— EXCERPT PROVIDED —

◆ ◆ ◆ ◆ ◆ ◆ ◆

Down by the pond, my yellow labrador, Dino, often sat beside me, occasionally jumping in to cool off and then splattering me with the droplets when he decided to shake dry. We’d had ducks at one point but Dino, being a fowl hunter by nature, had taken them out one by one, often depositing their heads in odd places around our house. I used to joke that he was like a one-dog mafia. As far as the fish went, I rarely caught anything of size and even when I did, rarely kept it. Gutting and cleaning fish was not something I’d ever been particularly fond of, though my fishing-crazy cousin had patiently shown me how many times. One would think I’d be tempted to go vegetarian as a veterinarian-wannabe with all this animal killing going on around me, but it was just part of life at Shadow Lake Farm.

As I got a bit older and outgrew fishing and playing in the fields, I took instead to one of three favourite ‘hiding spots’: in the tree house, at the top of the hay stack in the barn or underneath a grove of pine trees near the abandoned cottage towards the back of the property, where I could sit for hours on a bed of soft, fresh-smelling needles, protected from the sun and the eyes of anyone who wanted to find me. If I grew tired of walking or taking Applejack (who often dumped me off and raced back to the stable to bury his nose in the oat bucket) to the far corners of the farm, I would sometimes hop in the golf cart or red go-cart that were kept behind the barn, alternate modes of transport for those of us who couldn’t drive cars yet.

When I ventured home, hungry for lunch, I could usually find my older sister sitting on the sofa, flipping through magazines and listening to her favourite radio station. Her allergies and asthma prevented her from pursuing many of the things I did so she was always more ‘indoorsy’ than me. I sometimes wished she could come out and go on one of my adventures with me, but at the same time I relished the independence. In retrospect, it did me a lot of good. Perhaps that is why, even today, I crave solitariness when I need to get out of head for awhile. To be joyful with other people is lovely, of course, but to be alone and happy is a gift, one I feel that time alone on the farm gave me.

◆ ◆ ◆ ◆ ◆ ◆ ◆

(Items listed in a dataset)
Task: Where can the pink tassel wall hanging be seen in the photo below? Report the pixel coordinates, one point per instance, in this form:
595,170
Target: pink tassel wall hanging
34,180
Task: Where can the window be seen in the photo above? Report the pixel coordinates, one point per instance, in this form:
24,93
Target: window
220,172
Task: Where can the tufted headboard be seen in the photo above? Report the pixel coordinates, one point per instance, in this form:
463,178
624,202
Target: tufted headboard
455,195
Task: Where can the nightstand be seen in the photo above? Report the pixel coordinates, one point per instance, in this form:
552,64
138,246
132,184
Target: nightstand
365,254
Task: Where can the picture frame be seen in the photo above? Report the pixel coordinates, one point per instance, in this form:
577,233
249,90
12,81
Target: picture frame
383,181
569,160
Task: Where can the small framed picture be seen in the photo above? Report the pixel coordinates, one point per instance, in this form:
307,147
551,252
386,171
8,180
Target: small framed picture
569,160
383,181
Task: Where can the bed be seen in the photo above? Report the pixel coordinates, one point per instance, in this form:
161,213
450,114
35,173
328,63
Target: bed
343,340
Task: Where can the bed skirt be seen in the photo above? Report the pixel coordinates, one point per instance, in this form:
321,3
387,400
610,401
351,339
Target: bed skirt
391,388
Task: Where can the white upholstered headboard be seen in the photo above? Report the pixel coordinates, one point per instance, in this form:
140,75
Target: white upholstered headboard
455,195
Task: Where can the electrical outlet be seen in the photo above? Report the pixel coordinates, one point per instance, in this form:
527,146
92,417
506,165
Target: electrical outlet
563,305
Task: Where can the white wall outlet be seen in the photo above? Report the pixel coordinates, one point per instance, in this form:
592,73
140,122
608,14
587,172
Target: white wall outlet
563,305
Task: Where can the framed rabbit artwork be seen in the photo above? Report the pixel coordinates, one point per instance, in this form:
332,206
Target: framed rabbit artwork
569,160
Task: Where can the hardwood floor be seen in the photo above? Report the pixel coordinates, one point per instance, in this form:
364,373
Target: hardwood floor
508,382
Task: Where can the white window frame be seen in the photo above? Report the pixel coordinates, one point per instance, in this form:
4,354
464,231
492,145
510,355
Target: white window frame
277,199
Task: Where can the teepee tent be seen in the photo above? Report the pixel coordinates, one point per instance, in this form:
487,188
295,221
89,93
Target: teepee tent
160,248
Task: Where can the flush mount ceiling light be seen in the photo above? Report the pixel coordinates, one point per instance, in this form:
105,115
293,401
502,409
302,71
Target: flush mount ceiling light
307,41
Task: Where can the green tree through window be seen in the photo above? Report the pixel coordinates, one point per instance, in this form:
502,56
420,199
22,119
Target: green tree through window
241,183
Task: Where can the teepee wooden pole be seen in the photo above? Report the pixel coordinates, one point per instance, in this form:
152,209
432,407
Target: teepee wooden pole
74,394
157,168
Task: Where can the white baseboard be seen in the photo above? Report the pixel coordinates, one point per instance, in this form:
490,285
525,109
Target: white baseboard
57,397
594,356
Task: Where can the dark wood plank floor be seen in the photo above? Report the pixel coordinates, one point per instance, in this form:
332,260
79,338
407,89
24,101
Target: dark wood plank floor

◆ ◆ ◆ ◆ ◆ ◆ ◆

— REQUIRED ACTION 1 —
In the Shadow Lake Farm passage, what is the name of the horse that often dumped the narrator and ran back to the stable?
— REQUIRED ACTION 2 —
Retype the stretch of the Shadow Lake Farm passage from "When I ventured" through "farm gave me.".
— REQUIRED ACTION 3 —
Write the next part of the Shadow Lake Farm passage, picking up after its final sentence.

— EXERCISE OUTPUT 1 —
Applejack

— EXERCISE OUTPUT 2 —
When I ventured home, hungry for lunch, I could usually find my older sister sitting on the sofa, flipping through magazines and listening to her favourite radio station. Her allergies and asthma prevented her from pursuing many of the things I did so she was always more ‘indoorsy’ than me. I sometimes wished she could come out and go on one of my adventures with me, but at the same time I relished the independence. In retrospect, it did me a lot of good. Perhaps that is why, even today, I crave solitariness when I need to get out of head for awhile. To be joyful with other people is lovely, of course, but to be alone and happy is a gift, one I feel that time alone on the farm gave me.

— EXERCISE OUTPUT 3 —
On warm nights when we had company, my dad would get the grill out and barbecue some burgers or chicken. I’d always volunteer to pick a few ears of corn from the field to add to our meal. I loved standing on the edge of those majestic plants, like so many soldiers in neat rows, before stepping into the maze. I never ventured too far towards the middle, being too nervous of getting lost, but the fire flies, always thick in the sky at nightfall, lit the way home. Back at the house, I prepared the corn with my sister. Peeling away the outer layers (called ‘shucking’) to reveal the sweet, golden kernels within was almost as enjoyable as slathering the finished product in butter before it hit our plates. Oh, how I loved summer on that farm.

My childhood was a charmed one in many ways, despite its sorrows and hardships, not because we were well-off (we weren’t) or because I had a perfect family (we weren’t), but because I had the gift of space and time. Space to roam and explore and time to be and do things on my own. The land we lived on wasn’t mine, we didn’t own it, but it was just as much a part of me, and I of it, as the seeds were part of the soil.

When we left Shadow Lake for a much smaller house on a much smaller plot of land in the middle of town, I was heartbroken. Leaving my horse, the ponds, the fields, the lane, the house….it was almost too much to bear. In retrospect, it was the perfect time to leave as I was entering into my teenage years and the new house’s more central location was ideal for getting lifts, going to friends’ houses and so on, and I probably would have quickly outgrown all the wonders of the farm, but at the time it felt like a loss; another loss on top of the one we’d already suffered.

But as with many things in life, I adapted and moved on because I had to. Like a childhood friend who fades from your life but never your thoughts, this house, number six, will always live, perfect and true, in my memory.